INFORMATION GIVEN: Begin

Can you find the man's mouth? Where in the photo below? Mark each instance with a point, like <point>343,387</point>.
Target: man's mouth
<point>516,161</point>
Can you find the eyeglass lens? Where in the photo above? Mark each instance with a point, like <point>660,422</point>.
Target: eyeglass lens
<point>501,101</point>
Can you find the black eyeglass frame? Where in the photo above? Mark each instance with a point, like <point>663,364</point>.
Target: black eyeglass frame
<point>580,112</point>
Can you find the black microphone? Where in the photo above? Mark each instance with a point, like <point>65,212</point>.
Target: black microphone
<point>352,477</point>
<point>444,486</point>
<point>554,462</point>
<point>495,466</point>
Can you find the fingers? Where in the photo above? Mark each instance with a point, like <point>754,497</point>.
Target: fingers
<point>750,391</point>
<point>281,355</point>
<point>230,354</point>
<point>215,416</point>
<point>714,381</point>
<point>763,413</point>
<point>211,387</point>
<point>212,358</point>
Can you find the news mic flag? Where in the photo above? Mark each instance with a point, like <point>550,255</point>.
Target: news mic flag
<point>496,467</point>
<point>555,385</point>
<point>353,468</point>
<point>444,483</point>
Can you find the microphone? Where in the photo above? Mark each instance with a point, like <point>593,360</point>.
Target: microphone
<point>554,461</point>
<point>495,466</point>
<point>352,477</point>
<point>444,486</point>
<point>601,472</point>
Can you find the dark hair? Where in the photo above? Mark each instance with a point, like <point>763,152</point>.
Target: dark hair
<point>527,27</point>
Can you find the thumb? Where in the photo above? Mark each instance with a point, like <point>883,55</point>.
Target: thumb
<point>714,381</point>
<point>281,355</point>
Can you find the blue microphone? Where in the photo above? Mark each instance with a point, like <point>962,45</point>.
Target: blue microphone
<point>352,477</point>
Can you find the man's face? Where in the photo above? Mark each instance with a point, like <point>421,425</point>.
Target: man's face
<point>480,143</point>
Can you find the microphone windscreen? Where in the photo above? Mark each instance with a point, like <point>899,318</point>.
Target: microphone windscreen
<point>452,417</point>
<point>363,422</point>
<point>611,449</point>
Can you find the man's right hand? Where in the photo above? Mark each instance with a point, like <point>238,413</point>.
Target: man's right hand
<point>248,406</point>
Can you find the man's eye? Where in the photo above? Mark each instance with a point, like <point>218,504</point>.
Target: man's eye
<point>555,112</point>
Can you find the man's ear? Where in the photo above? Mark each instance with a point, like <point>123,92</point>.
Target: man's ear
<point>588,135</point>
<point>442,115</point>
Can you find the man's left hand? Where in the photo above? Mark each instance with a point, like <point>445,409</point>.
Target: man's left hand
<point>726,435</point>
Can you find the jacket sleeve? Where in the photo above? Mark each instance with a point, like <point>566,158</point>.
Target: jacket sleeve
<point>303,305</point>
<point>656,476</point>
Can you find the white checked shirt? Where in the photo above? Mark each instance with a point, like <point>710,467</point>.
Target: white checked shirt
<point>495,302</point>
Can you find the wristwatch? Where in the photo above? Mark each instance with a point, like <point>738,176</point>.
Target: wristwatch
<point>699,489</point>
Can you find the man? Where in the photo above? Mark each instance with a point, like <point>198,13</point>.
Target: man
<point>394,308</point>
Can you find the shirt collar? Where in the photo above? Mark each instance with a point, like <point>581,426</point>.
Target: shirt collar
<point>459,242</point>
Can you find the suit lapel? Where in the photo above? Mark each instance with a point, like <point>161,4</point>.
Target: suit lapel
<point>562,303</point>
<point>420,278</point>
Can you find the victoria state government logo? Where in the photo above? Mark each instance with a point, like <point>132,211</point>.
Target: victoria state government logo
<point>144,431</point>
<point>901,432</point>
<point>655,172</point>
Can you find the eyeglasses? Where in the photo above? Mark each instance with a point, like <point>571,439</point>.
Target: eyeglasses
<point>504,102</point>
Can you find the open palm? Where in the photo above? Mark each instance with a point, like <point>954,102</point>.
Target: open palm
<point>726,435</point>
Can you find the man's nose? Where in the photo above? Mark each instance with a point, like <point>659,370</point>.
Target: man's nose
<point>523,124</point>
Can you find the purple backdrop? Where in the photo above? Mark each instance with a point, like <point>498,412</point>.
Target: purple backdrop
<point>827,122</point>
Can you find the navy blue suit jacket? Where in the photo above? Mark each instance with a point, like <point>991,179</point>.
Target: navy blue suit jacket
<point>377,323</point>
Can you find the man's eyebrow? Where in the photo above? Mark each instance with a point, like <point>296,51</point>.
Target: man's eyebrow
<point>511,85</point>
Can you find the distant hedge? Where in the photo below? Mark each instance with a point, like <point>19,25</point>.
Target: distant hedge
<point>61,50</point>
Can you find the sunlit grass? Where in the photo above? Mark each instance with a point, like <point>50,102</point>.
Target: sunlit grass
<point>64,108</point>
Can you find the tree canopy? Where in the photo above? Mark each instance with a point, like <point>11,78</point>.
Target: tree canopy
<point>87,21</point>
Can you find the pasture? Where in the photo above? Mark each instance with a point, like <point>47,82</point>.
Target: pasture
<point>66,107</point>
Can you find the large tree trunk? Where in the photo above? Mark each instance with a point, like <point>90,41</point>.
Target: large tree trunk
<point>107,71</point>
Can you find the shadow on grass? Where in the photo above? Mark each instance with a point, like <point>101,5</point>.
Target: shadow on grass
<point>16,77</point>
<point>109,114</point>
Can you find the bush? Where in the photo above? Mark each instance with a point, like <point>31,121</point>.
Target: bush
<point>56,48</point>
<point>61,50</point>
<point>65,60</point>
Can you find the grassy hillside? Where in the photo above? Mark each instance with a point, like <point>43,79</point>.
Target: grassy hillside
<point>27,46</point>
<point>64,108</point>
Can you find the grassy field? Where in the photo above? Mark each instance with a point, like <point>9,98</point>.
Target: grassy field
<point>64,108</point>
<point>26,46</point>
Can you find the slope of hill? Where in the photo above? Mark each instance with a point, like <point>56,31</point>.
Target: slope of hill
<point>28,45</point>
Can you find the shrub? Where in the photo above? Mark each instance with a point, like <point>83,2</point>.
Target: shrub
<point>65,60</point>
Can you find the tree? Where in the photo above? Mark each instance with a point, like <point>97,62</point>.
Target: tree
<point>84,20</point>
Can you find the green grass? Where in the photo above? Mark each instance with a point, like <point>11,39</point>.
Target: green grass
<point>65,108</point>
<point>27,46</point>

INFORMATION GIVEN: End

**DESCRIPTION OF THE TASK:**
Go through the entries and copy every line that has "below".

**OUTPUT OF THE EXERCISE:**
Can you find the man's mouth? Where in the photo below? Mark each instance with a point, like <point>343,387</point>.
Can you find the distant hedge? Where in the photo below? Mark each instance with a point, like <point>19,25</point>.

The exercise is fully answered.